Please count the lines in the entries below that contain the string "coordinates", treating uppercase and lowercase as different. Reply with the number alone.

Dataset entries:
____________

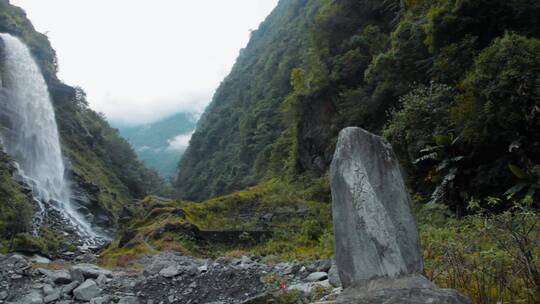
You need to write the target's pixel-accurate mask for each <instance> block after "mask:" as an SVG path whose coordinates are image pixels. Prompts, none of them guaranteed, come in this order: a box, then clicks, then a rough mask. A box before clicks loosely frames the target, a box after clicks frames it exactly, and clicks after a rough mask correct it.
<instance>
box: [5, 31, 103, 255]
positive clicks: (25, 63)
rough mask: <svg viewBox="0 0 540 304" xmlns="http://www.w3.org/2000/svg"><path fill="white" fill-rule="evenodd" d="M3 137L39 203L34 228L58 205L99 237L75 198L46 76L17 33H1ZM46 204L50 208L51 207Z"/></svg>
mask: <svg viewBox="0 0 540 304" xmlns="http://www.w3.org/2000/svg"><path fill="white" fill-rule="evenodd" d="M0 39H1V40H2V41H3V46H4V47H3V57H4V58H3V68H2V69H0V71H1V72H2V76H3V77H2V78H3V79H2V83H0V90H1V91H0V93H1V96H0V119H1V120H2V123H3V126H4V127H3V128H1V130H0V131H1V132H0V137H1V139H2V146H3V147H4V149H5V151H6V152H7V153H8V154H9V155H11V157H12V158H13V159H14V160H15V161H16V162H17V164H18V168H19V174H20V176H21V177H22V179H23V180H24V181H25V183H26V184H28V185H29V186H30V187H31V188H32V194H33V196H34V200H35V202H36V204H37V207H38V208H37V209H38V210H37V211H36V213H35V217H34V226H35V228H34V229H35V231H37V229H38V228H39V225H40V224H41V222H42V221H43V218H44V217H45V216H46V209H47V208H53V209H56V210H57V211H59V213H60V214H61V215H62V217H64V218H65V219H66V220H68V221H69V222H70V223H71V224H72V226H73V227H74V228H75V229H76V231H77V232H78V234H79V235H80V237H81V239H83V240H84V241H85V242H86V243H87V244H88V243H89V244H92V243H93V242H95V241H96V240H97V239H98V238H99V236H98V235H97V234H96V233H95V232H94V230H93V229H92V227H91V226H90V225H89V224H88V222H87V221H86V220H85V219H84V218H83V217H82V216H81V215H80V214H79V213H78V212H77V211H75V210H73V207H72V205H71V202H70V196H71V194H70V188H69V185H68V181H67V179H66V176H65V166H64V162H63V159H62V151H61V148H60V139H59V135H58V127H57V125H56V119H55V114H54V108H53V106H52V103H51V98H50V96H49V91H48V88H47V84H46V83H45V79H44V77H43V75H42V73H41V71H40V69H39V67H38V66H37V64H36V62H35V61H34V59H33V58H32V55H31V54H30V51H29V49H28V48H27V47H26V45H25V44H24V43H22V42H21V41H20V40H19V39H18V38H15V37H13V36H11V35H9V34H1V33H0ZM46 207H47V208H46Z"/></svg>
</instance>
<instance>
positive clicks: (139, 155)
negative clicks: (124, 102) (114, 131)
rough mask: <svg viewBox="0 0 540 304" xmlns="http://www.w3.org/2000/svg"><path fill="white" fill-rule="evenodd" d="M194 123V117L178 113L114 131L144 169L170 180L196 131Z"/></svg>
mask: <svg viewBox="0 0 540 304" xmlns="http://www.w3.org/2000/svg"><path fill="white" fill-rule="evenodd" d="M196 120H197V118H196V116H195V114H192V113H177V114H174V115H172V116H169V117H166V118H164V119H161V120H159V121H156V122H153V123H148V124H144V125H138V126H117V128H118V130H120V134H121V135H122V136H123V137H124V138H126V139H127V141H128V142H129V143H130V144H131V145H132V146H133V149H135V152H136V153H137V155H138V156H139V159H141V160H142V161H143V162H144V164H145V165H146V166H148V167H149V168H152V169H155V170H157V171H158V172H159V173H160V174H161V176H163V177H165V178H171V177H174V176H175V174H176V171H177V170H176V169H177V165H178V161H179V160H180V158H181V157H182V154H183V153H184V151H185V149H186V148H187V144H188V143H189V137H190V136H191V133H192V132H193V131H194V130H195V125H196Z"/></svg>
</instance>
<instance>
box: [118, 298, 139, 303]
mask: <svg viewBox="0 0 540 304" xmlns="http://www.w3.org/2000/svg"><path fill="white" fill-rule="evenodd" d="M140 303H141V302H140V301H139V299H138V298H137V297H123V298H121V299H120V301H118V304H140Z"/></svg>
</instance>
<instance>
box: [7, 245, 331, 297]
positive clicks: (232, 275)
mask: <svg viewBox="0 0 540 304" xmlns="http://www.w3.org/2000/svg"><path fill="white" fill-rule="evenodd" d="M329 277H330V279H329ZM330 282H332V284H333V285H334V286H333V285H332V284H331V283H330ZM338 285H339V279H338V278H337V273H336V271H335V267H332V263H331V261H328V260H324V261H318V262H315V263H310V264H302V263H279V264H270V263H264V262H263V261H262V260H260V259H257V258H250V257H246V256H244V257H241V258H231V257H223V258H218V259H215V260H211V259H200V258H195V257H188V256H183V255H180V254H178V253H173V252H163V253H160V254H158V255H153V256H144V257H141V258H140V259H138V260H137V261H136V262H135V263H133V264H132V266H130V267H127V268H121V269H113V270H109V269H104V268H101V267H99V266H97V265H96V264H90V263H77V262H75V261H67V260H55V261H50V260H48V259H46V258H43V257H37V256H34V257H26V256H23V255H20V254H11V255H0V303H2V304H8V303H13V304H15V303H17V304H18V303H21V304H22V303H24V304H38V303H61V304H69V303H92V304H103V303H121V304H134V303H140V304H150V303H154V304H160V303H163V304H168V303H188V304H190V303H194V304H199V303H201V304H202V303H213V304H217V303H267V302H268V301H274V302H275V301H276V299H278V298H279V297H280V295H281V294H285V293H286V294H289V295H290V294H293V295H294V296H295V297H298V298H299V300H300V301H301V302H304V303H309V302H315V301H318V300H326V299H328V298H332V297H334V296H335V295H337V294H338V293H339V292H340V291H341V289H340V288H339V287H338ZM272 299H273V300H272Z"/></svg>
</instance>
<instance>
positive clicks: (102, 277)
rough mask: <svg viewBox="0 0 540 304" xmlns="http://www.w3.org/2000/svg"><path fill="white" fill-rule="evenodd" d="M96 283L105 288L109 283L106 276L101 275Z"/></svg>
mask: <svg viewBox="0 0 540 304" xmlns="http://www.w3.org/2000/svg"><path fill="white" fill-rule="evenodd" d="M96 283H97V284H98V285H99V286H103V285H105V284H106V283H107V277H106V276H105V275H104V274H100V275H99V277H98V278H97V279H96Z"/></svg>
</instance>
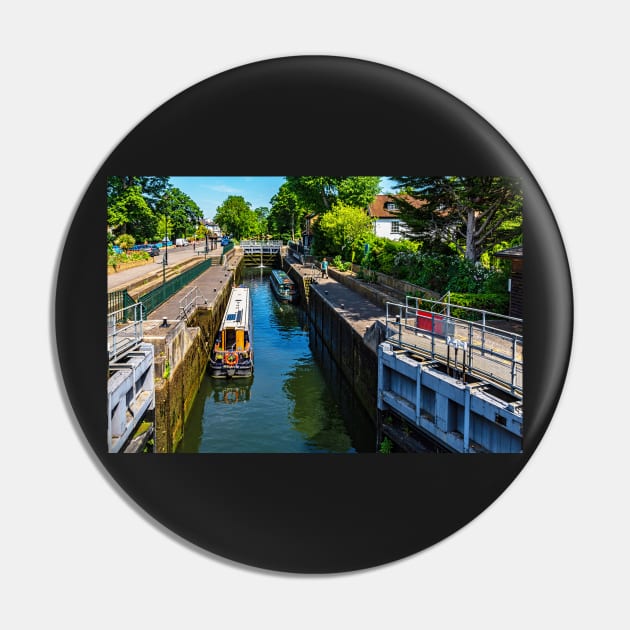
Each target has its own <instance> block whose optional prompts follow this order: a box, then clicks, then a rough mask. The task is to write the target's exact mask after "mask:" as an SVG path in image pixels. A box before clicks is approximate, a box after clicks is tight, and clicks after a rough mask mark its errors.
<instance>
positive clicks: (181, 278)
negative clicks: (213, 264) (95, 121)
mask: <svg viewBox="0 0 630 630" xmlns="http://www.w3.org/2000/svg"><path fill="white" fill-rule="evenodd" d="M212 260H213V259H212V258H208V259H207V260H204V261H203V262H200V263H199V264H198V265H195V266H194V267H192V268H191V269H187V270H186V271H184V272H182V273H180V274H179V275H178V276H176V277H175V278H171V279H170V280H168V281H167V282H165V283H164V284H161V285H160V286H159V287H156V288H155V289H153V290H152V291H149V292H148V293H145V294H144V295H142V296H140V297H139V298H138V302H141V303H142V306H143V309H142V317H143V319H147V315H148V314H149V313H151V312H152V311H154V310H155V309H156V308H157V307H158V306H160V305H161V304H164V302H166V300H168V299H169V298H171V297H172V296H173V295H175V293H177V292H178V291H179V290H180V289H182V288H183V287H185V286H186V285H187V284H189V283H190V282H192V281H193V280H195V278H197V277H198V276H199V275H201V274H202V273H203V272H204V271H206V270H208V269H210V267H211V266H212Z"/></svg>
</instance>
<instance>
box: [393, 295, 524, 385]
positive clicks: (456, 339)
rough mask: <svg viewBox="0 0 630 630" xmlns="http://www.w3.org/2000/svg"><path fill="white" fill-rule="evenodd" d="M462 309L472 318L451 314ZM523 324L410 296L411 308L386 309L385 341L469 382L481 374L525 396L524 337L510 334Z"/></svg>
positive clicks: (483, 375) (476, 310)
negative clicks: (469, 374) (441, 368)
mask: <svg viewBox="0 0 630 630" xmlns="http://www.w3.org/2000/svg"><path fill="white" fill-rule="evenodd" d="M423 307H424V308H423ZM460 309H461V312H463V313H464V314H466V315H468V316H469V317H470V319H463V318H460V317H454V316H452V315H451V313H452V312H455V311H457V312H458V314H459V313H460ZM519 324H520V325H522V320H518V319H516V318H514V317H508V316H505V315H499V314H497V313H491V312H489V311H481V310H478V309H471V308H468V307H460V306H457V305H454V304H447V303H443V302H438V301H436V300H426V299H425V300H423V299H420V298H411V297H408V298H407V301H406V304H396V303H393V302H388V303H387V304H386V334H385V340H386V341H389V342H390V343H393V344H395V345H398V346H399V347H401V348H409V349H412V350H415V351H417V352H419V353H420V354H422V355H423V356H426V357H428V358H430V359H432V360H436V361H438V362H440V363H443V364H445V365H446V366H447V371H448V370H450V369H451V368H453V371H454V373H455V374H458V375H460V376H462V378H463V379H464V380H465V378H466V374H471V375H475V376H476V377H479V378H481V379H482V380H487V381H489V382H492V383H493V384H495V385H497V386H498V387H500V388H501V389H504V390H506V391H509V392H510V393H511V394H514V395H518V396H521V397H522V395H523V336H522V335H521V334H519V333H516V332H514V331H513V330H510V329H511V328H514V327H518V325H519ZM460 351H461V353H462V354H461V355H459V352H460ZM458 355H459V356H458ZM460 356H461V360H460V361H459V362H458V358H459V357H460ZM453 361H454V362H453Z"/></svg>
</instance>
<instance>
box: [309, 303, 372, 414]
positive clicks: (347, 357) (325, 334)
mask: <svg viewBox="0 0 630 630" xmlns="http://www.w3.org/2000/svg"><path fill="white" fill-rule="evenodd" d="M308 315H309V318H310V320H311V324H312V325H313V326H314V328H315V331H316V332H317V334H318V335H319V337H320V339H321V343H323V344H324V345H325V346H326V348H327V350H328V352H329V353H330V355H331V356H332V358H333V359H334V361H335V362H336V364H337V366H338V367H339V369H340V370H341V372H342V374H343V375H344V377H345V378H346V380H347V381H348V382H349V383H350V384H351V385H352V387H353V389H354V392H355V394H356V396H357V398H358V399H359V400H360V401H361V402H362V404H363V406H364V408H365V411H366V412H367V413H368V414H369V416H370V418H372V421H373V422H374V424H376V419H377V417H376V408H377V376H378V359H377V355H376V352H375V351H374V350H373V349H372V348H371V347H370V346H368V345H367V343H366V341H365V340H364V336H362V335H361V334H359V332H358V331H356V330H355V329H353V328H352V326H351V325H350V323H349V322H348V321H347V320H346V319H345V318H344V317H343V315H341V314H340V313H338V312H337V311H336V310H335V309H334V307H333V306H332V305H331V304H330V303H329V302H328V301H327V300H326V299H325V298H324V297H322V296H321V295H320V294H319V293H318V292H317V291H311V292H310V297H309V303H308Z"/></svg>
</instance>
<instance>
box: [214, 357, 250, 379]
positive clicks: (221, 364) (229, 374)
mask: <svg viewBox="0 0 630 630" xmlns="http://www.w3.org/2000/svg"><path fill="white" fill-rule="evenodd" d="M208 370H209V371H210V376H212V378H247V377H249V376H252V374H253V373H254V364H253V363H252V362H251V361H248V362H247V363H240V364H236V365H234V366H228V365H224V364H223V363H222V362H221V361H213V360H212V359H210V360H209V361H208Z"/></svg>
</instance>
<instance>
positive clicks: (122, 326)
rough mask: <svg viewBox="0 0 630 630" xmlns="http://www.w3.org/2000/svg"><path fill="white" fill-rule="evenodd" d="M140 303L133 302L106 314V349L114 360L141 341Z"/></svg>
mask: <svg viewBox="0 0 630 630" xmlns="http://www.w3.org/2000/svg"><path fill="white" fill-rule="evenodd" d="M142 320H143V317H142V304H140V303H134V304H132V305H130V306H125V307H124V308H121V309H119V310H117V311H114V312H113V313H109V314H108V315H107V351H108V353H109V360H110V361H115V360H117V359H119V358H120V357H122V356H123V355H125V354H126V353H127V352H129V351H130V350H133V349H134V348H135V347H137V346H138V345H139V344H140V342H141V341H142V334H143V333H142Z"/></svg>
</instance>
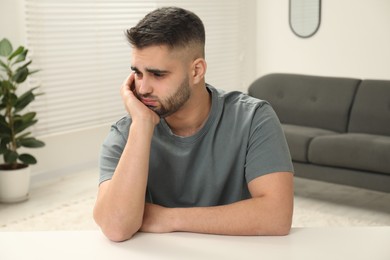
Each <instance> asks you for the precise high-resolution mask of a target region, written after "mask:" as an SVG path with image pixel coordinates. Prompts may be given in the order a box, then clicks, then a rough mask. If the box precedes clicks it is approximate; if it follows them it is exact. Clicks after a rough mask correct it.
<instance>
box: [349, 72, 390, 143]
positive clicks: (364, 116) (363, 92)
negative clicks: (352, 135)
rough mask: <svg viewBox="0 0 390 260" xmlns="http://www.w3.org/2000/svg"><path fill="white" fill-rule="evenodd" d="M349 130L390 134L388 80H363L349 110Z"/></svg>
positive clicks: (356, 132)
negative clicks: (350, 112) (351, 106)
mask: <svg viewBox="0 0 390 260" xmlns="http://www.w3.org/2000/svg"><path fill="white" fill-rule="evenodd" d="M348 131H349V132H354V133H367V134H378V135H389V136H390V81H389V80H387V81H385V80H364V81H363V82H362V83H361V85H360V86H359V88H358V91H357V93H356V97H355V101H354V104H353V106H352V110H351V119H350V123H349V129H348Z"/></svg>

____________

ANSWER SPACE: 2